Slide 1: PipeRench February 4, 1998
Slide 2: Lab2 Goal of Lab 2: Implement a kernel on the PipeRench architecture.
The given kernels are ought to be workable, and if someone has another
idea for a kernel, it should be discussed with Prof. Goldstein or Dr. Schmit.
Proposals: Proposals for implementation of kernels are due on
Friday.
Slide 3: Reconfigurable Computing Today Applications designed for reconfigurable computing have been geared
for FPGAs. As a result, designs are absolutely constrained to the
size of the chip. Once there are too many CLBs in the design, performance
drops to zero because the design cannot fit onto the chip. Plus,
once new architectural changes are made, the only way to increase the performance
of an existing application is to re-design it.
Slide 4: PipeRench Goals The concept is to introduce a virtual hardware space, similar to a
virtual address space. Programmers can program under the assumption
of an infinite amount of available memory, applications targeted for reconfigurable
devices should be able to be designed with the pretext of an infinite amount
of fabric. The result is a time-multiplexed physical hardware, not
unlike a time-multiplexed physical memory space. This eases the constraint
on size; an application with a larger virtual hardware than available physical
hardware can still execute, though with a performance hit.
By targeting highly pipelined applications, one can develop a model that
is "breakable" into pieces.
Slide 5: Virtualization The architecture needs to maintain a concept of a fundamental piece (analagous to a virtual "page") and be able
to schedule and swap these pages into and out from memory.
Slide 6: Component Reconfiguration Current concept of reconfigurable computing: Component Reconfiguration.
If one had a standard FPGA, and they wanted to execute an application that
was larger than the chip, they would have to partition it, reconfigure
the chip and store off intermediate data. Since reconfiguration of
these chips is on the order of milliseconds, one can either compute
the first part of one value, reconfigure, and compute the last part (poor
throughput), or compute the first part of several values, reconfigure,
compute the last part of the several values (poor latency).

**To be done**
Translate this sentence from the PipeRench notes into Spanish: "As a result, designs are absolutely constrained to the size of the chip."

(Extracted data entries)
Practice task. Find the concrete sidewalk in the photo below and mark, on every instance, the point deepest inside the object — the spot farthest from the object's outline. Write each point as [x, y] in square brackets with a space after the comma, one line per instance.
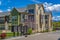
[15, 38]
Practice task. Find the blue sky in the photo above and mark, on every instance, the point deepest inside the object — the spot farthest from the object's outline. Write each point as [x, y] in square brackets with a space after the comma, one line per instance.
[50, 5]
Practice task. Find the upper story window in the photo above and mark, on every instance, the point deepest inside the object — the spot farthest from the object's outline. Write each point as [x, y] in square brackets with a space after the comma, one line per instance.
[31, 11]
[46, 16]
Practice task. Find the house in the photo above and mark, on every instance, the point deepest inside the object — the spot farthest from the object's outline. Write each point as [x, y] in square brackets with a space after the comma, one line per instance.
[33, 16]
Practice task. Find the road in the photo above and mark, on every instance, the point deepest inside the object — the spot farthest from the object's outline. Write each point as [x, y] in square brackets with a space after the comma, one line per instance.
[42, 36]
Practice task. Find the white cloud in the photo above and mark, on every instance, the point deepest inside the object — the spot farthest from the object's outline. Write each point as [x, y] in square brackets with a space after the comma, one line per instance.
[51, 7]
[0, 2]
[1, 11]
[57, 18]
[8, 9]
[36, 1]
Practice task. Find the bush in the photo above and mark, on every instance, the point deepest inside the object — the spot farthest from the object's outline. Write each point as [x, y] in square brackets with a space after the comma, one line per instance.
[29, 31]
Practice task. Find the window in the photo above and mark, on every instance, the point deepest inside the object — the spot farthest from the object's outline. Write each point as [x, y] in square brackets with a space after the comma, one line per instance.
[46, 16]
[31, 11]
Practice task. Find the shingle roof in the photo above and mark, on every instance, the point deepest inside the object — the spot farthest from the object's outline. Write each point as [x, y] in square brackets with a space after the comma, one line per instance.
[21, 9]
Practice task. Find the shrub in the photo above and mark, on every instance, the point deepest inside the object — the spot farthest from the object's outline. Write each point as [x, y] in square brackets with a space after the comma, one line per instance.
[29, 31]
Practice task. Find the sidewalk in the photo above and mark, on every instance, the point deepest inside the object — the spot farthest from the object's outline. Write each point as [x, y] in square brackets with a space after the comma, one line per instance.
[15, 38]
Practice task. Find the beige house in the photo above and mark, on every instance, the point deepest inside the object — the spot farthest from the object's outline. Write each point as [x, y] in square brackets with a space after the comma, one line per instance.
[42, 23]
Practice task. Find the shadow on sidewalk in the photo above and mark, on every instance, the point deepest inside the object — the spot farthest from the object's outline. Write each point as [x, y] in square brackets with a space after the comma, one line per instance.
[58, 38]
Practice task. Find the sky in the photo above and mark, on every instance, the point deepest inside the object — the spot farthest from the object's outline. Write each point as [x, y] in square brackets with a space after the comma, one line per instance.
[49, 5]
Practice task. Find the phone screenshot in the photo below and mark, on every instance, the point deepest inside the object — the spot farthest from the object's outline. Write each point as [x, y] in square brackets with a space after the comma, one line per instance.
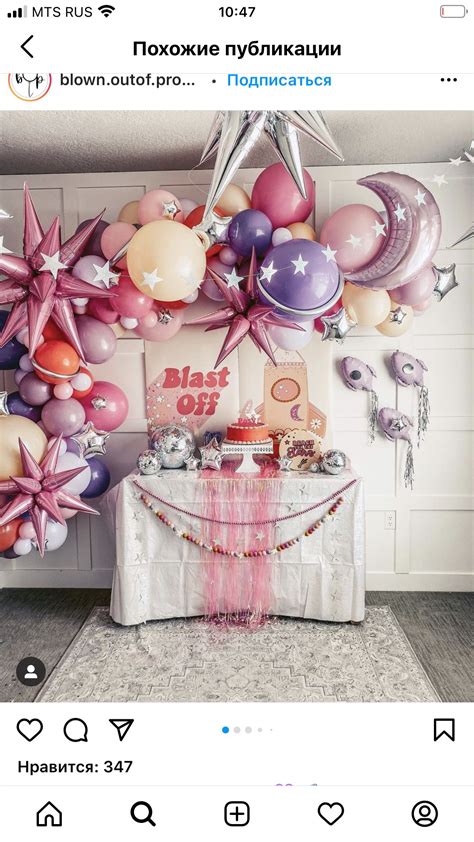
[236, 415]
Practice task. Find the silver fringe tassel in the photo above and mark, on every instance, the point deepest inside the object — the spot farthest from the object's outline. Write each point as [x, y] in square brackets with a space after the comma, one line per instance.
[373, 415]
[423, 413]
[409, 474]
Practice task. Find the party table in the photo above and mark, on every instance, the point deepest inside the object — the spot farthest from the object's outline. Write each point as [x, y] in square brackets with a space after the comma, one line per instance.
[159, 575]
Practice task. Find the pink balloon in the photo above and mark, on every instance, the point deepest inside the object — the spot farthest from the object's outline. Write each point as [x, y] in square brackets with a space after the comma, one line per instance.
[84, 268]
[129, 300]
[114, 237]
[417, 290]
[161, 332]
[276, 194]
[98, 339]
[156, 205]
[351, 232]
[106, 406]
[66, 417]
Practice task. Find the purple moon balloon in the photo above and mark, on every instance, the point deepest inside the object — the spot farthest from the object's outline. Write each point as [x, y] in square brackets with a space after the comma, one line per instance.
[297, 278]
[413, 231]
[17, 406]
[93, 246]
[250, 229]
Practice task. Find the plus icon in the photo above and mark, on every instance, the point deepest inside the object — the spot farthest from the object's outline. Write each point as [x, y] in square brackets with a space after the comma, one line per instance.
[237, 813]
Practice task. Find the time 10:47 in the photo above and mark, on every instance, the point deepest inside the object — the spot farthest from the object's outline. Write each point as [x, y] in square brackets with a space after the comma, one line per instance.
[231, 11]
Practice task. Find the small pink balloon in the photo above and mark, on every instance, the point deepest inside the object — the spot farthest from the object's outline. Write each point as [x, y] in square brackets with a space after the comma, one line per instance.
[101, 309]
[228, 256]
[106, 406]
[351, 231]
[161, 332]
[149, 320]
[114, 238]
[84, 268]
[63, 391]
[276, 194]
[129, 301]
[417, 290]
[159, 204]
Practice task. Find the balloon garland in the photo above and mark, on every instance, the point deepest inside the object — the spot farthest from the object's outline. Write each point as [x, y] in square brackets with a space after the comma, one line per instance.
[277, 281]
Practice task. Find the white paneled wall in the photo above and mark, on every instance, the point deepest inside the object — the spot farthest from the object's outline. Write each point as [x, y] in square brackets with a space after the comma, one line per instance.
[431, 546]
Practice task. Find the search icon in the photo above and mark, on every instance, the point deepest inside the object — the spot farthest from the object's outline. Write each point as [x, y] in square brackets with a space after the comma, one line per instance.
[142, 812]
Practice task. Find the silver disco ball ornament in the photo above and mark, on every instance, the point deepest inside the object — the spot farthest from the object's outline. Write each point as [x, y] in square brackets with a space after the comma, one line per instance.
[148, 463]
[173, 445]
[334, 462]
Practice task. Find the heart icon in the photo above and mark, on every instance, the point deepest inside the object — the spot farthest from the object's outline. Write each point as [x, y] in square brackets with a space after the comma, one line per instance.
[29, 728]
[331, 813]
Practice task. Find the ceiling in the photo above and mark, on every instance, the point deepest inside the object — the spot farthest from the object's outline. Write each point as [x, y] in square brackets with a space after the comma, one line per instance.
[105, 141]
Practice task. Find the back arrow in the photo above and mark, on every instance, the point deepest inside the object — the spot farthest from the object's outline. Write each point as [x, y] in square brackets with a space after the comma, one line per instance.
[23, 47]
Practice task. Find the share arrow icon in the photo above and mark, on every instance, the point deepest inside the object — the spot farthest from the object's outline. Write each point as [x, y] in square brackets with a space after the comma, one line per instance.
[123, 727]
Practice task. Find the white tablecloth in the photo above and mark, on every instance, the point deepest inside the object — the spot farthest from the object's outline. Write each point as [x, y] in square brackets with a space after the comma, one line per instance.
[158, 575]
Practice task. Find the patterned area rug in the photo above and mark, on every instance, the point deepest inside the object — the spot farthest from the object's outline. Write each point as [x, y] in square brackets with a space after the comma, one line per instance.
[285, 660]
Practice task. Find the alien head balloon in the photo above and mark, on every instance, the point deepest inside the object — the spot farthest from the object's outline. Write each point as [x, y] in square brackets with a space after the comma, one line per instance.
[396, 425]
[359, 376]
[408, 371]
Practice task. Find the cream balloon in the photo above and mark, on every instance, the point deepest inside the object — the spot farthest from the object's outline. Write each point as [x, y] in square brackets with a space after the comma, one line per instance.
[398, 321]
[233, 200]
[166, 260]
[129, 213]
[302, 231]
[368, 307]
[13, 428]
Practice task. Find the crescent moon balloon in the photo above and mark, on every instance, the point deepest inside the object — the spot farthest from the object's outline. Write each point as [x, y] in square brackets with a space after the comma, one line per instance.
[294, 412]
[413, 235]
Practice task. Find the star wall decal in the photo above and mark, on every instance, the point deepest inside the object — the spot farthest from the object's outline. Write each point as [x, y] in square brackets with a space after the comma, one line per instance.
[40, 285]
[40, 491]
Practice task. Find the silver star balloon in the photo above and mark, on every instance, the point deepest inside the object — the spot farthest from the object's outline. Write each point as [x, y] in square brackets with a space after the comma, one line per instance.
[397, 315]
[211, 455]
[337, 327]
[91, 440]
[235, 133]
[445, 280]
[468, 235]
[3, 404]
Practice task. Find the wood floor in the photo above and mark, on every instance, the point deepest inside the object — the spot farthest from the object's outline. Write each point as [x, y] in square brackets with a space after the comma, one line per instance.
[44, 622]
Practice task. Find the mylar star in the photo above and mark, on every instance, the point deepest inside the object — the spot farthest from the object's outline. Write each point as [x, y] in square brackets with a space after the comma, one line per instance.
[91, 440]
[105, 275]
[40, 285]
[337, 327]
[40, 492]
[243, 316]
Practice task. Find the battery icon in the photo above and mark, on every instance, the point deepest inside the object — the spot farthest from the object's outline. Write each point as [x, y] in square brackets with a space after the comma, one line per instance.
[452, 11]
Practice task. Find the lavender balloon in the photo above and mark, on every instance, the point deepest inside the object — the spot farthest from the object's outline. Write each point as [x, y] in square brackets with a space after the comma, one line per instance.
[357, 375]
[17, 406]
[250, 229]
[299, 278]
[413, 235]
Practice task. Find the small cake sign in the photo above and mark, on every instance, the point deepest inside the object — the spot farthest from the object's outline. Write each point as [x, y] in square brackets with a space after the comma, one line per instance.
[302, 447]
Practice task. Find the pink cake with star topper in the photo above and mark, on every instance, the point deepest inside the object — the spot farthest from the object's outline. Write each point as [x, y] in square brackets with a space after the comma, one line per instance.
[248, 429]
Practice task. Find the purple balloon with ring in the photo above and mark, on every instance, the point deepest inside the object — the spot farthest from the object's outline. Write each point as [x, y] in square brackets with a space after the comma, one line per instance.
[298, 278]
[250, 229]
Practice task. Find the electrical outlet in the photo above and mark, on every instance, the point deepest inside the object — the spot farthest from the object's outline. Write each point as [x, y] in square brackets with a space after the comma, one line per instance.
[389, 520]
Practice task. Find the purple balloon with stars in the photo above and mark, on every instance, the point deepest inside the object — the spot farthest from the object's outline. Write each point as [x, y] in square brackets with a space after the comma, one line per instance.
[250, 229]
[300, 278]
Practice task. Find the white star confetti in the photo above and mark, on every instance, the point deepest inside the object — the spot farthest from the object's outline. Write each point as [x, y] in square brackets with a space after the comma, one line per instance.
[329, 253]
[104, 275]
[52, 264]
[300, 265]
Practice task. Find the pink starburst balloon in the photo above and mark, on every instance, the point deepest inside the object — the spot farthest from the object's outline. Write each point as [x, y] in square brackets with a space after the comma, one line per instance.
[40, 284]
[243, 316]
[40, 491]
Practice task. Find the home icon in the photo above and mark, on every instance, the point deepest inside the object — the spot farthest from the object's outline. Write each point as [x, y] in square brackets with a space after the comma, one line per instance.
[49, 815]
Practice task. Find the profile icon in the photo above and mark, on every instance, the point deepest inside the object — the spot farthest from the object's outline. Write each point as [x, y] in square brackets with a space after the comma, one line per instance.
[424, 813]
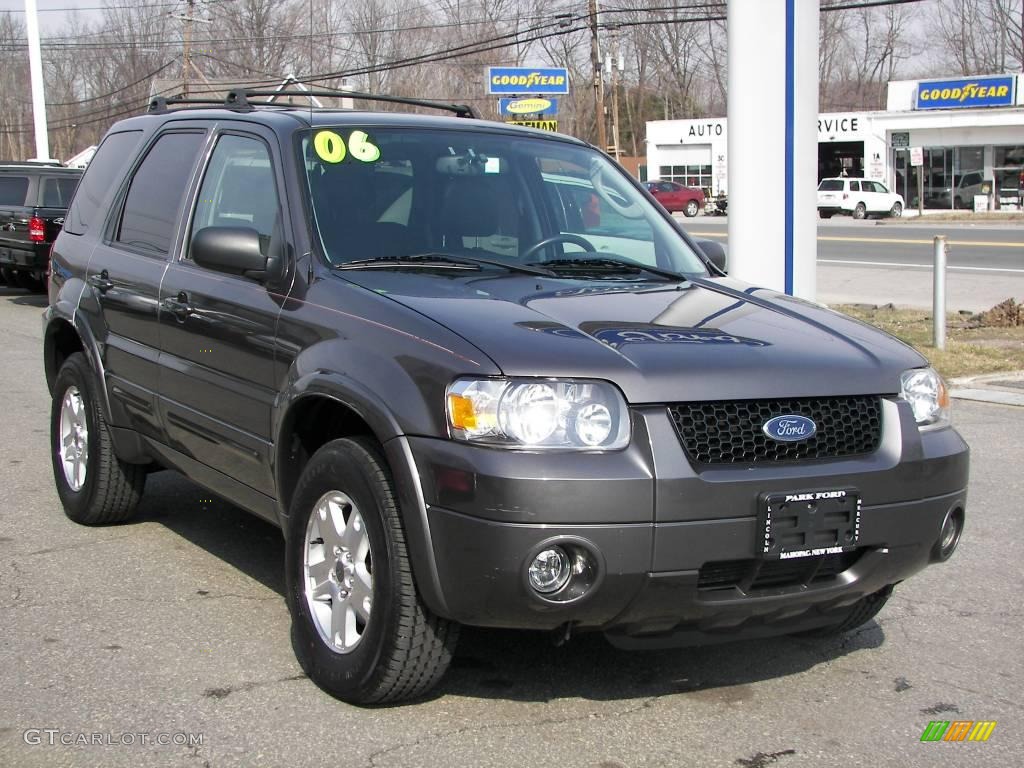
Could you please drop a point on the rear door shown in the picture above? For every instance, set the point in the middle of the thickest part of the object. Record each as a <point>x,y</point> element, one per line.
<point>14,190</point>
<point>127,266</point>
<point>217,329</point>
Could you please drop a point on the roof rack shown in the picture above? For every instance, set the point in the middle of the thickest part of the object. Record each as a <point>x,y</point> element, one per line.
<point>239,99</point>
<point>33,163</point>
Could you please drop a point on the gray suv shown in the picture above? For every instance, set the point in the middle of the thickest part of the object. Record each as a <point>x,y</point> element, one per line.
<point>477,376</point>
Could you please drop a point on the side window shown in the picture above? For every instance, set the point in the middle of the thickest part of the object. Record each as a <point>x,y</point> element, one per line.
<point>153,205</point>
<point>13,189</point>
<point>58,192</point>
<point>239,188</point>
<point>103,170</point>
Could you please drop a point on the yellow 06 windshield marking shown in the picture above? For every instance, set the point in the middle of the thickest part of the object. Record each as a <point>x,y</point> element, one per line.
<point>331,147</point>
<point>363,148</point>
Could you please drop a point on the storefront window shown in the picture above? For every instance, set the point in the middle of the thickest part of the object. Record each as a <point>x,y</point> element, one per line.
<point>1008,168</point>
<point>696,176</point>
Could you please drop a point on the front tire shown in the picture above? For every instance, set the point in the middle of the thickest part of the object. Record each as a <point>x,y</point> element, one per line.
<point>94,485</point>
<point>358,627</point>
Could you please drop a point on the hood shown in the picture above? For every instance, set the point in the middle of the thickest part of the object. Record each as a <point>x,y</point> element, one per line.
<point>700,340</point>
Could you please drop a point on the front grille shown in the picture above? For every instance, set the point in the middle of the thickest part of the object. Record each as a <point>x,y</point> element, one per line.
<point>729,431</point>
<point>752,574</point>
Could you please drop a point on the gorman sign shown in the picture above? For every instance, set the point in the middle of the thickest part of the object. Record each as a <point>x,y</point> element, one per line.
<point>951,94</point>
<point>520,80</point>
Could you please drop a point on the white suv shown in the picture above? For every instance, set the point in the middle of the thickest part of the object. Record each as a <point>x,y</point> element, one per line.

**Exercise response**
Como resultado, los diseños están absolutamente limitados al tamaño del chip.